» **Extract provided**:
Luria was known to his followers by the acronym Ha-Ari (“sacred lion”) from the initials in Hebrew for “the divine Rabbi Isaac.” Out of a European, rather than Middle Eastern or Spanish, background, he was known to his followers in the Galilee as Rabbi Isaac Ashkenazi.

Unlike many great figures in Jewish religious history, Luria left few written works of importance. Similar in curious ways to Jesus of Nazareth, Luria is remembered largely from the remembrances of his disciples. Like Jesus, Luria was a visionary, professing to confer with the souls of dead holy men, pointing out their forgotten graves to his students during their walks through and about the city of Safed.

Very little is known about his early life. His father immigrated to Jerusalem from Poland or Germany, married into a Sephardic family, and died when Isaac was young. Isaac was raised by his widowed mother in Cairo at the home of her brother, a farmer. In Egypt, Luria studied Jewish law with prominent masters, became highly proficient in its intricacies, and sold pepper and grain.

» **Source data**:

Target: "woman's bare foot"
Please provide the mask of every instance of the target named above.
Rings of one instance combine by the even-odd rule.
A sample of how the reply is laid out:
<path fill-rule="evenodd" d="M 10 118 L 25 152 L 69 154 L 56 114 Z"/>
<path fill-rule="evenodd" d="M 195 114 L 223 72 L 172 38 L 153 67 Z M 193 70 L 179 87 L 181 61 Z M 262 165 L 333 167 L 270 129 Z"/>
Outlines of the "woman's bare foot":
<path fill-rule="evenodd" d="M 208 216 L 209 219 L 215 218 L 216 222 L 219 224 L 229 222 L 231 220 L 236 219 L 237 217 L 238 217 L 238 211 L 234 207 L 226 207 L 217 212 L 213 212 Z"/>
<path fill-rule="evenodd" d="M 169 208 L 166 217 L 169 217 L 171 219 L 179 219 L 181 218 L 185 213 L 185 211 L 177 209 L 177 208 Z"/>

» **Problem to work on**: List every place name in the passage on Isaac Luria, in the order they first appear.

» **Task solution**: Galilee, Nazareth, Safed, Jerusalem, Poland, Germany, Cairo, Egypt